◆ What is required: Return each line of the listing below word for word, keeping the original order.

[Pointing records]

>> start

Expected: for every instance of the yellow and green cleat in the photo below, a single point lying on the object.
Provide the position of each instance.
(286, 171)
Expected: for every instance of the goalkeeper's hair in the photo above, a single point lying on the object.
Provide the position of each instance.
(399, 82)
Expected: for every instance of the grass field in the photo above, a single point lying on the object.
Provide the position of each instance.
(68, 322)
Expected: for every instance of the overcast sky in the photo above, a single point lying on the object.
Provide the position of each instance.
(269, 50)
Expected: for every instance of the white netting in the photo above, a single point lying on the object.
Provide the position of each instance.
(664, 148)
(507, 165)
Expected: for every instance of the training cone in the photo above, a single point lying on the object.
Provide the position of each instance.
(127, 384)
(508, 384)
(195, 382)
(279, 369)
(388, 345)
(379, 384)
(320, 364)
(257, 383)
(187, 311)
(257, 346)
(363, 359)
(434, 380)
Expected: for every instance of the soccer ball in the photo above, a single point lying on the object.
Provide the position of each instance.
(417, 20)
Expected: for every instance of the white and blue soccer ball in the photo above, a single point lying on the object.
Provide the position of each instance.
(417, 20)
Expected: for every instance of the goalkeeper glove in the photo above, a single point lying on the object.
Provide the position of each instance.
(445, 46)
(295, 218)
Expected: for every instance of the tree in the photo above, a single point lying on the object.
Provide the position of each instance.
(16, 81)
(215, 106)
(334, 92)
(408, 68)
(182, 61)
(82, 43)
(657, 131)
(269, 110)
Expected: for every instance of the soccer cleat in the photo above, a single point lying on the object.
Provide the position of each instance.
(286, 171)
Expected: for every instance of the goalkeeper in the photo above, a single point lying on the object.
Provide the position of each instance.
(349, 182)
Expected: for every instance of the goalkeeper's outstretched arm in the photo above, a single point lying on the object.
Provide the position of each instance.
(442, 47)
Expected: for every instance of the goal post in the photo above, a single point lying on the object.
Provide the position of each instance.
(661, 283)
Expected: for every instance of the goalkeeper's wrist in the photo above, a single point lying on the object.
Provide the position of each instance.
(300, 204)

>> end

◆ Solution to the problem:
Expected: for every instance of the yellow and green cleat in the photo below, a single point lying on the object.
Provide the position of each instance.
(286, 171)
Expected: for every instance of the goalkeeper's hair in the photo above, a single point lying on the object.
Provide the position of each instance.
(399, 82)
Expected: for every instance of the grass field in the photo above, a single point lying on the object.
Provide the position of each instance.
(68, 322)
Expected: for every instance of the overcast sky in the photo above, a single point lying on the object.
Provide the position of each instance.
(269, 50)
Expected: for every instance of the white netting in the photo above, a single point lying on the object.
Provide the position of each instance.
(664, 148)
(507, 165)
Expected: for every instance of the training cone in the photo above, a single point lying on the object.
Provide the position of each instance.
(127, 384)
(508, 384)
(195, 382)
(279, 369)
(388, 345)
(379, 384)
(320, 364)
(257, 383)
(187, 311)
(257, 346)
(363, 359)
(434, 380)
Expected: for every instance of the soccer ball in the photo above, a single point lying on the object.
Provide the position of each instance.
(417, 20)
Expected: for every instance of the white and blue soccer ball in the photo above, a single point lying on the object.
Provide the position of each instance.
(417, 20)
Expected: for every instance of the goalkeeper glove in the photo above, a single point lying on the object.
Provide the position of each instance.
(445, 46)
(295, 218)
Expected: for every instance of the tree in the photo above, a single point lying on the object.
Provide the position of each instance.
(16, 81)
(215, 106)
(334, 92)
(408, 68)
(182, 61)
(82, 43)
(657, 131)
(269, 110)
Expected: for every instance of the soccer cleat in the photo above, a single point lying on the object.
Provide the position of each instance.
(286, 171)
Expected: for every instance of the goalkeeper in the photo above, a single point lying on the object.
Provide the position of each instance.
(349, 182)
Expected: for every instance of the goalkeeper's outstretched arm in the photo above, a single point lying on the object.
Provide the position of each instance.
(442, 47)
Expected: for every instance of the goal post in the photo above, a single point lying on the object.
Provide the position of each instance.
(661, 283)
Expected: for every instance of the goalkeeper's wrist in the photo above, a single point lying on the object.
Provide the position of each instance.
(300, 204)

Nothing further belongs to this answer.